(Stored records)

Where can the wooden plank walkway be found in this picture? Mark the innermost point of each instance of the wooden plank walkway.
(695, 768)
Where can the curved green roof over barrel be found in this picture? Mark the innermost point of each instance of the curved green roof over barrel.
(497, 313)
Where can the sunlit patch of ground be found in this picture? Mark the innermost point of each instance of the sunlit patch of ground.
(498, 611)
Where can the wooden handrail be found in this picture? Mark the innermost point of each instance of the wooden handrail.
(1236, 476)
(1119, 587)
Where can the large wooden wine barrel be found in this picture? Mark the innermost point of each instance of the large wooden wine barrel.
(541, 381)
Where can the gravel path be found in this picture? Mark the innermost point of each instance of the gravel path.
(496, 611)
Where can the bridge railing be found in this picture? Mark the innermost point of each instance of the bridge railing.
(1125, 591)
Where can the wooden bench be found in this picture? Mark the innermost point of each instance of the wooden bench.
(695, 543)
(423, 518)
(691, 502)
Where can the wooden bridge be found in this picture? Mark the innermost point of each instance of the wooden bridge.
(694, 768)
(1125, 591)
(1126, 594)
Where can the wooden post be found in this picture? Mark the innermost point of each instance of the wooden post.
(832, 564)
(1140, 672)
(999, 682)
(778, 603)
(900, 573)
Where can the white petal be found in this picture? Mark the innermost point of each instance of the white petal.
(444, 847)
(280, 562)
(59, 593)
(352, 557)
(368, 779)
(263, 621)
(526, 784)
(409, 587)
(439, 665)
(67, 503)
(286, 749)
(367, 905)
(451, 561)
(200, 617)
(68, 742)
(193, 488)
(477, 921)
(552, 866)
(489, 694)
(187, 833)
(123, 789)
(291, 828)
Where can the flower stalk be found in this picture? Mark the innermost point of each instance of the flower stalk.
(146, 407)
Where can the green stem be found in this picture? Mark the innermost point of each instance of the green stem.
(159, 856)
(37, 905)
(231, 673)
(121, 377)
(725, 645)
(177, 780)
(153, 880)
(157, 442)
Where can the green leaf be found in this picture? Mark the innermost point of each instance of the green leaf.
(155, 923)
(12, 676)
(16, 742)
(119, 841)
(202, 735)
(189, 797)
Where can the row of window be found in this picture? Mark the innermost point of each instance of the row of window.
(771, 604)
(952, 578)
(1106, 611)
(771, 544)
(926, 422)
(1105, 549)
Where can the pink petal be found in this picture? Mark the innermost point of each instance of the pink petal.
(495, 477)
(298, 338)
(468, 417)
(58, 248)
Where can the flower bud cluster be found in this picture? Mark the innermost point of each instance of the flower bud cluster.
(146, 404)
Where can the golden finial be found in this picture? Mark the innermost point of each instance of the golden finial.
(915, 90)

(DIRECTIONS)
Repeat all the records without altering a single word.

(RESULT)
Where can the wooden plank walkway be found in this picture? Mark the innermost point of each instance of the wooden plank walkway.
(695, 768)
Where can the curved green roof over barrel be found in this picture? Mark the innermost point of each instance of the curved green roof over barrel.
(497, 313)
Where can the sunlit patch of ground be found in this picture? Mark the innermost point of each instance of the sunlit patch of ground.
(498, 611)
Where can the wooden handrail be found in this picture? Mark the innermost point of each instance of the wooden handrail.
(1236, 476)
(1119, 587)
Where can the large wooden wine barrel be found in this picture? Mark the innermost point of each instance of the large wooden wine barrel.
(541, 381)
Where can the gravel path be found in this picture? Mark the innermost point of each instance of the gravel path.
(496, 611)
Where can the bridge railing be found in this picture? Mark the innermost point of each instance of the bridge railing.
(1125, 591)
Where can the wooden bench be found in this picture? Mark the innermost point of each instance of the wooden bench.
(695, 543)
(423, 518)
(691, 502)
Where can the wooden bridge be found in this picture? Mark the innermost point of each instance of the wooden bridge.
(694, 768)
(1125, 591)
(1126, 594)
Where can the wooden post be found in this picture? Mark the innermost point of each instance of the wooden post.
(832, 564)
(1140, 672)
(999, 682)
(778, 603)
(900, 573)
Where can the white petal be found in this picture? Mark the innermost point of each instance of the white petal.
(444, 847)
(280, 562)
(59, 593)
(352, 557)
(368, 779)
(263, 621)
(526, 784)
(409, 587)
(439, 665)
(67, 503)
(286, 749)
(367, 905)
(451, 561)
(200, 617)
(68, 742)
(193, 488)
(477, 921)
(552, 866)
(489, 694)
(187, 833)
(123, 789)
(291, 828)
Where can the flower stalk be found in this picture? Mark the innermost point of each instance of the flower stalk.
(146, 407)
Where can the green stem be found in this picture? Mark the innermost point of each instance of the green stem.
(159, 856)
(37, 905)
(231, 673)
(121, 377)
(725, 645)
(177, 780)
(153, 880)
(157, 442)
Where can the green leaf be found in this picture? Mark the innermost point of each instance of the green leaf.
(155, 923)
(12, 676)
(16, 742)
(119, 841)
(202, 735)
(189, 797)
Where can the row of window be found in this picture? Mark the innermost point of each instance of the row of window.
(771, 604)
(952, 578)
(1106, 611)
(771, 544)
(926, 422)
(1105, 549)
Where can the pink petal be found in this picture? Mark the innermost point of each instance of the pink petal.
(495, 477)
(298, 338)
(468, 417)
(58, 248)
Where can the flower bud cluster be found in this picture? Mark the innermost point of each instance of the flower bud cluster.
(146, 404)
Where can the golden finial be found in this picture? Mark the innermost point of each instance of the golden finial.
(915, 90)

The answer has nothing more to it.